=== Stored rows ===

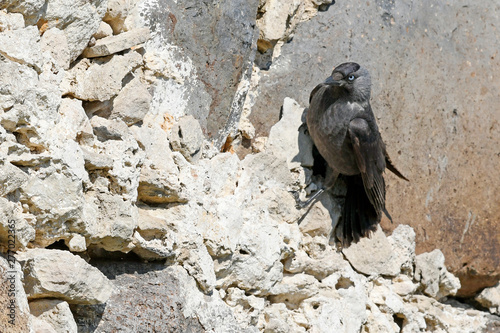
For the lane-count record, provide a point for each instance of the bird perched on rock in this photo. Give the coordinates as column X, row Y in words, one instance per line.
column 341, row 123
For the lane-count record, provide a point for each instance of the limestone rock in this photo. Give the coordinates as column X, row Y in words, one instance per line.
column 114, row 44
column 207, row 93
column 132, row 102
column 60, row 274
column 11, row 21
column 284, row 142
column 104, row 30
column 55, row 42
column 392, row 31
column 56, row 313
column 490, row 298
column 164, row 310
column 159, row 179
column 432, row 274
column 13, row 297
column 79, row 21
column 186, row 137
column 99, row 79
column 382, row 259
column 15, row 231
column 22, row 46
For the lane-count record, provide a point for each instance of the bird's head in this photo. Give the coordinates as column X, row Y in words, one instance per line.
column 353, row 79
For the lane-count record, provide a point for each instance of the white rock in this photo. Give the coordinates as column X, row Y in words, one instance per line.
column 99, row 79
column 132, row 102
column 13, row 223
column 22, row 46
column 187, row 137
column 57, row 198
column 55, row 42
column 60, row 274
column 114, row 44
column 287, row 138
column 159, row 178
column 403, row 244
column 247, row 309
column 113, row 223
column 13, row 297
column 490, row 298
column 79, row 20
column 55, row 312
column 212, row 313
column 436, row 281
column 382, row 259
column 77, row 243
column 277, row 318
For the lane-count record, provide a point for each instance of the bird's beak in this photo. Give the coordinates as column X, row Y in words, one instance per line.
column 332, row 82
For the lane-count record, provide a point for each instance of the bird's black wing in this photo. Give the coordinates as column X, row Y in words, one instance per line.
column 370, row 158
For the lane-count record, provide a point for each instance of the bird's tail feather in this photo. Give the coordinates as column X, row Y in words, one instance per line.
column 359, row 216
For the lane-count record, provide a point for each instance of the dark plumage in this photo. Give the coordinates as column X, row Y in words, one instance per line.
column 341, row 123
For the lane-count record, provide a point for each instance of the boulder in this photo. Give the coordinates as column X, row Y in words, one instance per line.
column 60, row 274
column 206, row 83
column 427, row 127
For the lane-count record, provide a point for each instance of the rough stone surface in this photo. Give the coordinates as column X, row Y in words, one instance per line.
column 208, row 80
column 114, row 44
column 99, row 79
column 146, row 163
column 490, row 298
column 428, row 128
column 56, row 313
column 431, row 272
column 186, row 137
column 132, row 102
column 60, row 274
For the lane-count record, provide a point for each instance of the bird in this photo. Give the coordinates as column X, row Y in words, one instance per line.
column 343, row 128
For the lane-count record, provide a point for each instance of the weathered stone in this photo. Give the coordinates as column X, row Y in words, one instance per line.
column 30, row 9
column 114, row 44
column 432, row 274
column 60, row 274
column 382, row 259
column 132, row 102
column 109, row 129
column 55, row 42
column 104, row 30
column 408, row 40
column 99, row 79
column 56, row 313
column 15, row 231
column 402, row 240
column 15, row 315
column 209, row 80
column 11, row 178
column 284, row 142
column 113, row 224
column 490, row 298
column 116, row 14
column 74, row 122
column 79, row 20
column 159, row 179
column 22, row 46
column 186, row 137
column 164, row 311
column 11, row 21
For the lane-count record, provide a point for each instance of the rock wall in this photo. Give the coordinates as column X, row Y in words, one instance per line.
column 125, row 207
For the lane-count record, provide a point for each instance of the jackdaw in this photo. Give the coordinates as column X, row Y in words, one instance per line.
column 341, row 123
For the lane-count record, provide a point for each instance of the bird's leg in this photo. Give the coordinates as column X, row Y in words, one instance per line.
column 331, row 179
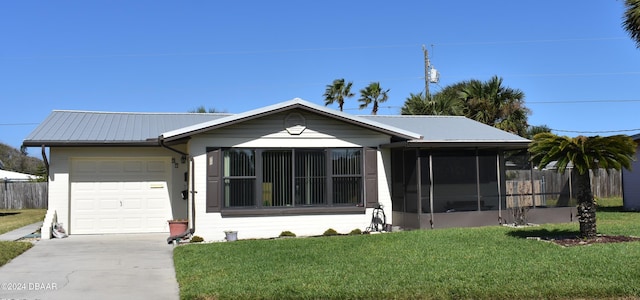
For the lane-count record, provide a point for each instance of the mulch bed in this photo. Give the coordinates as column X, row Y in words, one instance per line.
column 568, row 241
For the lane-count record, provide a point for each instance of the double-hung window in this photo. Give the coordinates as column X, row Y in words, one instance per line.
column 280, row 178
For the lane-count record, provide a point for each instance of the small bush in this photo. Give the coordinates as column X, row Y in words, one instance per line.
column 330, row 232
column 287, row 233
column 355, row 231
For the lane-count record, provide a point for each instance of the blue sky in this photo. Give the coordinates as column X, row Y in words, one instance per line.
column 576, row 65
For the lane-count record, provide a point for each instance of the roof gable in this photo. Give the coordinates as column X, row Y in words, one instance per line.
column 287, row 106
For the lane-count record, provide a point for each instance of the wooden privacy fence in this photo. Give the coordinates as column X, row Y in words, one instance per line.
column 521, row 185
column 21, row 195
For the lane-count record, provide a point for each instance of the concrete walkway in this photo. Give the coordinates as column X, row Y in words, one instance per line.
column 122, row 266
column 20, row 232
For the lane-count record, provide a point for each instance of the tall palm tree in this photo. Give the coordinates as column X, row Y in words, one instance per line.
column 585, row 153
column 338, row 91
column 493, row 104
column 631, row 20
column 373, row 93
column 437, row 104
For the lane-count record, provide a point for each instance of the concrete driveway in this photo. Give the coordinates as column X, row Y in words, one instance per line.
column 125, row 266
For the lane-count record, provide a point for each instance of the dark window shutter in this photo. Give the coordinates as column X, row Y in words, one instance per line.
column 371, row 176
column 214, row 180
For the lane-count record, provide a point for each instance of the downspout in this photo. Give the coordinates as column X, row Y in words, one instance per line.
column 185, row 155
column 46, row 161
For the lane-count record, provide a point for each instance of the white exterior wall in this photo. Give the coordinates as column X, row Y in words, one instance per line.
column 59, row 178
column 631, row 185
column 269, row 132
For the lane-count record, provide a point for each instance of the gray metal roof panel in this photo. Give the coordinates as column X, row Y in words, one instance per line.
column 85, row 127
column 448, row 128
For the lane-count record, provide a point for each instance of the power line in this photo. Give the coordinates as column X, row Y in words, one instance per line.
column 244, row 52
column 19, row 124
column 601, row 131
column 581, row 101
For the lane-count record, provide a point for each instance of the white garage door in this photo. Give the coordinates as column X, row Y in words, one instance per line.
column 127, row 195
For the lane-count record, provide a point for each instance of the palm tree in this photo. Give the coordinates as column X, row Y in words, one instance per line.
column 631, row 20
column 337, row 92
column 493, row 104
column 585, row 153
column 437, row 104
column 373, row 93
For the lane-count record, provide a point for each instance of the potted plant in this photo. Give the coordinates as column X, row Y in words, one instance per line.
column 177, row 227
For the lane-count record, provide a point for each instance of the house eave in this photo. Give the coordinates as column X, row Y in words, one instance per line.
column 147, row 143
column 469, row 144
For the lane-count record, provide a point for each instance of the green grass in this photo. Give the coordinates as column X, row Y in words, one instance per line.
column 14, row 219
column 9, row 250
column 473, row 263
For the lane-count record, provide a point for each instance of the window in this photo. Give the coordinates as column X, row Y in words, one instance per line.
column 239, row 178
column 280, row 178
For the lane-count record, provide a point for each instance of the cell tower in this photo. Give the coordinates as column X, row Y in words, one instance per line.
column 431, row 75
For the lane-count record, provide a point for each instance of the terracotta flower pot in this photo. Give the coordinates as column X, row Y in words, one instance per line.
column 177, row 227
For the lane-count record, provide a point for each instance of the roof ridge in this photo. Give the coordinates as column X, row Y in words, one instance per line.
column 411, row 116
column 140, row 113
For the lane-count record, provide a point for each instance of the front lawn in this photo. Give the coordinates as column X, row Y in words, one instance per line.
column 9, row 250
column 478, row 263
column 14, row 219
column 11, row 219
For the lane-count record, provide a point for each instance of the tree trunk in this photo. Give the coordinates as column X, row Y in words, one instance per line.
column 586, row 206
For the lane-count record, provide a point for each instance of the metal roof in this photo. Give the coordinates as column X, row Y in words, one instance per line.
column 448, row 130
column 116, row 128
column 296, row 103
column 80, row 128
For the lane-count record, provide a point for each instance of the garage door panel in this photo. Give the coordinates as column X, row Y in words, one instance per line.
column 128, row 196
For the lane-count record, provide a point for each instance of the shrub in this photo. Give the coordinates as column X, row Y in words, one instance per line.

=== Task to carry out ===
Write out the entries starting at the line containing "of the tree" and ending at the line containing "column 586, row 206", including both.

=== Problem solution ===
For the lane-count record, provide a point for each instance of the tree trunk in this photo. Give the coordinates as column X, row Y in words, one instance per line.
column 586, row 206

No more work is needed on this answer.